Down to the last character, write out the records below.
Top of Dataset
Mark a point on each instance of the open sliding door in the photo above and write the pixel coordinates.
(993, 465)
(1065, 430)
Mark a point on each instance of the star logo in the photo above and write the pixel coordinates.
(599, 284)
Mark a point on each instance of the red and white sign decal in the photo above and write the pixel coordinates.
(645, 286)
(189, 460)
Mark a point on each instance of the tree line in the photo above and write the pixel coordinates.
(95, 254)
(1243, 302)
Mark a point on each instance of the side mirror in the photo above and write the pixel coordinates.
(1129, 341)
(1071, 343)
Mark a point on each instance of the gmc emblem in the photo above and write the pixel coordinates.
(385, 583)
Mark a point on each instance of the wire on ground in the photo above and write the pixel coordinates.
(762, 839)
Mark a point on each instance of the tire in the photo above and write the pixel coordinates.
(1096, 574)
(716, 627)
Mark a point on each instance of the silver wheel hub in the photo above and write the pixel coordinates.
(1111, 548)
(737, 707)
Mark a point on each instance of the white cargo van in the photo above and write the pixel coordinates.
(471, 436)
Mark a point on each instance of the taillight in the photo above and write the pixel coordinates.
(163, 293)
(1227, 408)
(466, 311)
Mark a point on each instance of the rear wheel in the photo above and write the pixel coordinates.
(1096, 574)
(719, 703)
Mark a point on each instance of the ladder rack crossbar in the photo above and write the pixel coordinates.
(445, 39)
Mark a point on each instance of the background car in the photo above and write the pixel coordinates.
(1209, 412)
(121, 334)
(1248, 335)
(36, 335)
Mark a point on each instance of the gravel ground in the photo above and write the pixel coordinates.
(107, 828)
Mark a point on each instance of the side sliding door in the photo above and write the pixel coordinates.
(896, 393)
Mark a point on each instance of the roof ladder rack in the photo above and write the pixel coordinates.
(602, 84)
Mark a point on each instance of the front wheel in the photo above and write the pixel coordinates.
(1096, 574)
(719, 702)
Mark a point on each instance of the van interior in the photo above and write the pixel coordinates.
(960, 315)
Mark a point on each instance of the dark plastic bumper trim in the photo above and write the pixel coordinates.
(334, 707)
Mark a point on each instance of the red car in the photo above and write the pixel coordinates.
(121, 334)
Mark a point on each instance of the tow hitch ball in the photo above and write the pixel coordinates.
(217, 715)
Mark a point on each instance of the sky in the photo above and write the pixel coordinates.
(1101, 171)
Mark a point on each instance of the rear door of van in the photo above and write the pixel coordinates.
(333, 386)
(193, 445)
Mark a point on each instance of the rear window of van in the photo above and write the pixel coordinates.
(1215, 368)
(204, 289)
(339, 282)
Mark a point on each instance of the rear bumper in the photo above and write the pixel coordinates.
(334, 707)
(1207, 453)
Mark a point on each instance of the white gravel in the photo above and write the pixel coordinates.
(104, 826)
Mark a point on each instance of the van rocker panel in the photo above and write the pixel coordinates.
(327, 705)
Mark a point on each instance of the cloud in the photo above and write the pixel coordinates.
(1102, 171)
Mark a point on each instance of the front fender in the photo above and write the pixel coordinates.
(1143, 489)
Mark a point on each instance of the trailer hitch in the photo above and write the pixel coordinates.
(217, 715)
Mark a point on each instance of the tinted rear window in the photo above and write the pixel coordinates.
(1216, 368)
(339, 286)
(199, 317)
Bottom of Dataset
» **Exercise solution**
Mark a point on each instance of the open sliding door in the photo above and write the pixel coordinates.
(993, 465)
(1065, 430)
Mark a point on each instance of the star logo in the photo above and write the pixel coordinates.
(599, 284)
Mark a point on each instance of the red and white sign decal in the photo above and write the pixel coordinates.
(645, 286)
(189, 460)
Mark a point on each instance of the tree line in the photo above and write the pixel coordinates.
(95, 254)
(1243, 302)
Mark a point on each instance of the side mirror in the photo above and write the pixel coordinates.
(1129, 341)
(1071, 343)
Mark a point on each instance of the gmc emblem in the photo above and write the pixel coordinates.
(385, 583)
Mark a point on each instance of the wire on ground in the photo above and write the pixel coordinates.
(762, 839)
Mark a point on each instance of the tire in the photo above and write the pixel coordinates.
(1096, 574)
(716, 627)
Mark a point on each instance of the silver wheel hub in the photo above and write the pixel coordinates.
(1111, 548)
(737, 707)
Mark a point on each instance of the white cargo van in the photo above and write the pixel coordinates.
(471, 436)
Mark a point on each instance of the taillight in the photo above and write the pixel coordinates.
(163, 293)
(1227, 408)
(466, 311)
Mark a point on each instance of the rear wheel in the photo above and write the pixel coordinates.
(1096, 574)
(719, 703)
Mark a point on each instance of the ladder rack crossbar in the photo above and write the pixel coordinates.
(445, 39)
Mark a point on each instance of the background car in the photo above and write the pixel coordinates.
(1209, 412)
(121, 334)
(1248, 335)
(36, 335)
Mark a point on each instance of the gravel ground in the photo above and write the pixel coordinates.
(107, 828)
Mark a point on each instance of the side sliding door in the photo above and write the pixel coordinates.
(896, 393)
Mark a point on each instance of the roof ladder rack in the photo above and write the pixel coordinates.
(602, 84)
Mark a point on each instance of the front wheel in the photo above and write the pixel coordinates.
(1096, 574)
(719, 702)
Mark a point on each instance of the van interior in the photo above and write the pixel coordinates.
(960, 315)
Mark a point on each instance of the dark plastic bumper trim in the photo above and write the pixel coordinates.
(334, 707)
Mark a point on each instance of the red car in the photo above and write the pixel coordinates.
(121, 334)
Mark a point on each instance of the tow hitch ball in the photo above and write the pixel coordinates.
(217, 715)
Mark a point on each instance of the sky in the photo above and write the pixel coordinates.
(1101, 171)
Mark a point on each instance of the rear door of van in the photo above and write the pixel coordinates.
(333, 386)
(193, 445)
Mark a point on each instance of the rear window of van in the photo above and write the pixel coordinates.
(1215, 368)
(204, 289)
(339, 282)
Mark a point on each instance of the rear bumper in the photo above and write the pixel coordinates.
(334, 707)
(1207, 453)
Mark a point on each instance of the white gravel in the photo above and write the pixel coordinates.
(104, 826)
Mark a point on each instance of the van rocker panel in the photo above and write the pixel coordinates.
(327, 705)
Mark a point on each instance of the cloud in the photo above and write the pixel coordinates.
(1102, 171)
Mark a point on each instance of the front fender in the photo above and write the pixel coordinates.
(1143, 489)
Mark a point on each instance of the trailer hitch in the photo above and write the pixel coordinates.
(217, 715)
Mark a point on each instance of the tinted rear window in the photo above and write the pixel coordinates.
(1216, 368)
(339, 286)
(199, 317)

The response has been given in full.